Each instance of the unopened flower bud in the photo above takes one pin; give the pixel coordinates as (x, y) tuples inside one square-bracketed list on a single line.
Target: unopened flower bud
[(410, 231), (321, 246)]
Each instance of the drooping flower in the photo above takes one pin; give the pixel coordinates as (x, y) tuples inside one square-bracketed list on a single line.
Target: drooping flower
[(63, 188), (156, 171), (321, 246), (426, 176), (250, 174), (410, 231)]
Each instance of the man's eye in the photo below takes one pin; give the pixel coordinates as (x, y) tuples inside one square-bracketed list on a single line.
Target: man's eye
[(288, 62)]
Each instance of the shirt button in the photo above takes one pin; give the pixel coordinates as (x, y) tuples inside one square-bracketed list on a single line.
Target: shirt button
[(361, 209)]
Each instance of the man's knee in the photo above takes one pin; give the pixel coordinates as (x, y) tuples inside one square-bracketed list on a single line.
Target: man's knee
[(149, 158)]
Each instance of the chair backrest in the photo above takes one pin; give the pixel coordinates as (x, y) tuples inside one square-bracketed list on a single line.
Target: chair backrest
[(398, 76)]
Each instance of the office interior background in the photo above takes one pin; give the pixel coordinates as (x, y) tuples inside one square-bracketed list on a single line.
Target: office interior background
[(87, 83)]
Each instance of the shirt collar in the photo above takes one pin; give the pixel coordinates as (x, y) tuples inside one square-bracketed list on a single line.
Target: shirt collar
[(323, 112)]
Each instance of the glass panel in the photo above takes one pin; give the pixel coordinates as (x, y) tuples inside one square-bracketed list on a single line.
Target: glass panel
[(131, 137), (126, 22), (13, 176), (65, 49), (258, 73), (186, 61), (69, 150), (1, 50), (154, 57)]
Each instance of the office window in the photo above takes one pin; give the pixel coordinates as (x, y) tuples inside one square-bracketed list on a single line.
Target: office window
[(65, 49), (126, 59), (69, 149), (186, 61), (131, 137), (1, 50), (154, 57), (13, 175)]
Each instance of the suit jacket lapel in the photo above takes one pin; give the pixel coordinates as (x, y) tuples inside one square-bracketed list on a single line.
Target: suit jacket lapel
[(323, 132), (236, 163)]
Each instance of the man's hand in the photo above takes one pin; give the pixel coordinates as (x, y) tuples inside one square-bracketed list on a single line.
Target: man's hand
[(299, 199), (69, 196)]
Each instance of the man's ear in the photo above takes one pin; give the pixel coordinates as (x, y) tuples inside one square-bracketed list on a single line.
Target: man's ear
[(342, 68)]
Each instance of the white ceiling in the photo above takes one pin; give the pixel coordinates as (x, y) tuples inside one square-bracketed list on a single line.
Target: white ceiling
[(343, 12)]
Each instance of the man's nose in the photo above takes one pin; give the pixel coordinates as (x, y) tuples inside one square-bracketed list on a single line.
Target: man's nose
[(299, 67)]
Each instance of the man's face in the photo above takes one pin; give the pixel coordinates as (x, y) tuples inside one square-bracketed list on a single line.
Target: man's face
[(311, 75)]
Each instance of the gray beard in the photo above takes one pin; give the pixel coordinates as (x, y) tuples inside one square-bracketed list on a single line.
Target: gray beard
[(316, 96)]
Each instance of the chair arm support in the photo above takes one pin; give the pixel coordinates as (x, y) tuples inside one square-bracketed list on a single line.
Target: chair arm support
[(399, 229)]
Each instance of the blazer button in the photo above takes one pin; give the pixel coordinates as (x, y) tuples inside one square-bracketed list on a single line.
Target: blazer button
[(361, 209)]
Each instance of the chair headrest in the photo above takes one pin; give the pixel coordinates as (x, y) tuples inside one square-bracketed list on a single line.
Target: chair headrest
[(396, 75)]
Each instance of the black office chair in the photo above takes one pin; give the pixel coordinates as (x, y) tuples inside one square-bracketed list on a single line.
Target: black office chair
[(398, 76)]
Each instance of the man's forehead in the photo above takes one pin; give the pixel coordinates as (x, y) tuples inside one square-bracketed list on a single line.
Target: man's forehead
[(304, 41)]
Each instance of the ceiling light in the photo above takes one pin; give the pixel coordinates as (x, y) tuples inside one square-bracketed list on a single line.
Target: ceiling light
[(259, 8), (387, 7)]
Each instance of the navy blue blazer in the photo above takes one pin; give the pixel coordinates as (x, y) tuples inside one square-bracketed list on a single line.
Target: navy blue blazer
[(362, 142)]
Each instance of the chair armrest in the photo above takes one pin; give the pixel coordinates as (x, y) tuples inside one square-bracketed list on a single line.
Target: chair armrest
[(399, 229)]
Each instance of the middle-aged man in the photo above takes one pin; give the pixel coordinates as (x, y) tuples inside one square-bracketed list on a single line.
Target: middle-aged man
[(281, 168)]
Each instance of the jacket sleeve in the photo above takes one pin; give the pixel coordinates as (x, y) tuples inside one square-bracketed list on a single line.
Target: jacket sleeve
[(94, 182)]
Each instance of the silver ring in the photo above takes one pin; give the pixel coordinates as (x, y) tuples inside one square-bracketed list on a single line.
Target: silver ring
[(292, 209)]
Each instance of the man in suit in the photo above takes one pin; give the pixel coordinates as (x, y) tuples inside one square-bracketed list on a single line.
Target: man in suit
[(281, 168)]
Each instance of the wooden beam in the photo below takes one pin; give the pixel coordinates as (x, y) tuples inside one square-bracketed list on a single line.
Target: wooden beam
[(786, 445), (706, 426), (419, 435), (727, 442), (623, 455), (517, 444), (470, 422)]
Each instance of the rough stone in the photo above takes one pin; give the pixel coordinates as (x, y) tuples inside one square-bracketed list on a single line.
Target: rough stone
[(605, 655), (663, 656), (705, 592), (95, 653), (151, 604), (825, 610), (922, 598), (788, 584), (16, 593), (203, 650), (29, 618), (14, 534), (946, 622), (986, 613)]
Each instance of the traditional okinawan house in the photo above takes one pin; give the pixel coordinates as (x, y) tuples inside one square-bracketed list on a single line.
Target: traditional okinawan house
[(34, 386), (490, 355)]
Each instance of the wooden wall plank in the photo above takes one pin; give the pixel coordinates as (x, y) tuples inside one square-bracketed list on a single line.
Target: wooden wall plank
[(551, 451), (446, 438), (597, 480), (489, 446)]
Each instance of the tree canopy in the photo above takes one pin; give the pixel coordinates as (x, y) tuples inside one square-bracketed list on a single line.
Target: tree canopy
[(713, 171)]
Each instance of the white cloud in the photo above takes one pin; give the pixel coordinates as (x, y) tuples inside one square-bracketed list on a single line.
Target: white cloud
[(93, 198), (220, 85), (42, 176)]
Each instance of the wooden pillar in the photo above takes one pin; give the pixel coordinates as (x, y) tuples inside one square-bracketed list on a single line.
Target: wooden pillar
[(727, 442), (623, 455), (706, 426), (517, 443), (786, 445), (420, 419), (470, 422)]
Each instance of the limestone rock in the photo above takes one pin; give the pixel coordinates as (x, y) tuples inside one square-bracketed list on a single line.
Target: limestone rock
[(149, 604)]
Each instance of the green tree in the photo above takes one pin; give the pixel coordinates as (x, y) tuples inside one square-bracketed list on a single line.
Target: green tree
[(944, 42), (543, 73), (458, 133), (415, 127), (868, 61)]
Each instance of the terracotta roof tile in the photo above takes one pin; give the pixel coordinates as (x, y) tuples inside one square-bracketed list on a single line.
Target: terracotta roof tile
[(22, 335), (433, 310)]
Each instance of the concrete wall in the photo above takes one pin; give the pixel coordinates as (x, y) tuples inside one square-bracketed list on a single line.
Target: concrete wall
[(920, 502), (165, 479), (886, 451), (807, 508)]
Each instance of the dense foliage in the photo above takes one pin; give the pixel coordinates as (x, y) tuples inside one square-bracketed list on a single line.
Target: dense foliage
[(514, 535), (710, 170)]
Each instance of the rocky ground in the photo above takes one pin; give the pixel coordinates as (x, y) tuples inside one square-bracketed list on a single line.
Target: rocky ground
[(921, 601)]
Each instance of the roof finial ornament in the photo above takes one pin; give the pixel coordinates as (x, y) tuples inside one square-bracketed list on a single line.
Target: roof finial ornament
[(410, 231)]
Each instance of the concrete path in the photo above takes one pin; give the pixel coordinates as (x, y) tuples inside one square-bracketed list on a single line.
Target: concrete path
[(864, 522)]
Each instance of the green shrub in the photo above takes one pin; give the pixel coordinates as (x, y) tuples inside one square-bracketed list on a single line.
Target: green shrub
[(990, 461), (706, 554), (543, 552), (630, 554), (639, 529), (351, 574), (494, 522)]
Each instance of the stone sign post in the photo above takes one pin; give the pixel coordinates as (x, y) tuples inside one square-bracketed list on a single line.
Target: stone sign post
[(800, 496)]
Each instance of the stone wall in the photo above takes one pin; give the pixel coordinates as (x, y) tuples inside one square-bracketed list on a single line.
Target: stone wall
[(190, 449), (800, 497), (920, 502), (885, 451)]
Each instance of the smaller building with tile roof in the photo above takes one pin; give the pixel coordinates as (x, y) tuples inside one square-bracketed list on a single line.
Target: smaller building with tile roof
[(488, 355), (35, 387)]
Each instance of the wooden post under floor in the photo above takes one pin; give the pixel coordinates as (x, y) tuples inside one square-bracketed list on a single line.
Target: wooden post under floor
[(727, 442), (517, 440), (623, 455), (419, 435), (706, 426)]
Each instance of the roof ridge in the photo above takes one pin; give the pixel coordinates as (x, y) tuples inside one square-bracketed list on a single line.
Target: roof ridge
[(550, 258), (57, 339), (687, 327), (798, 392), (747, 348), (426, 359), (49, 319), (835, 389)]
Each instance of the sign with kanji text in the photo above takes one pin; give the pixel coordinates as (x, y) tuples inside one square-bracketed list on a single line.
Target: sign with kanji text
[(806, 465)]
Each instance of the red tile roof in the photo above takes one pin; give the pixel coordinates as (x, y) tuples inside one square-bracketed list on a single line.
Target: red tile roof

Written task
Please write out the records again from the line containing "Each instance of the stone wall" through the last line of the records, changing "pin" to "marker" and keeping everything else the same.

The solution
Each instance of the stone wall in the photo above takes one marker; give the pixel coordinates as (x, y) tuples inside one square-bracketed list on a single line.
Target: stone wall
[(190, 449), (800, 497), (920, 502), (885, 451)]
Each instance of the smaller building with tile roof in the photo above takes one marker; give the pixel coordinates as (x, y) tuples inside one square-bracketed list on a single line.
Target: smaller building with tile roof
[(488, 355), (35, 387)]
Each instance of the wooden post under floor in the photo above takes one marker; give the pixel coordinates as (x, y) tuples inside one square-bracketed list on a single line.
Target: wooden post under floor
[(727, 442), (517, 440), (623, 455), (419, 435), (706, 426)]
Each instance of the roof ridge in the photo above takes one marker; give the pixel coordinates as (x, y) tuples inside one square-bracketed list on a single line.
Target: roof ridge
[(550, 258), (57, 339), (687, 327), (798, 392), (747, 348), (426, 359), (49, 319), (835, 389)]
Each instance of the sign with kanji text in the photo above takes one marker; give the pixel coordinates as (x, y) tuples inside one square-bracketed list on a single line.
Target: sign with kanji text
[(806, 465)]
Each instance of the red tile roof in the photo above takes one marker; give the pixel coordinates as (x, y) tuples inside one square-bracketed list on a single line.
Target: red tile roof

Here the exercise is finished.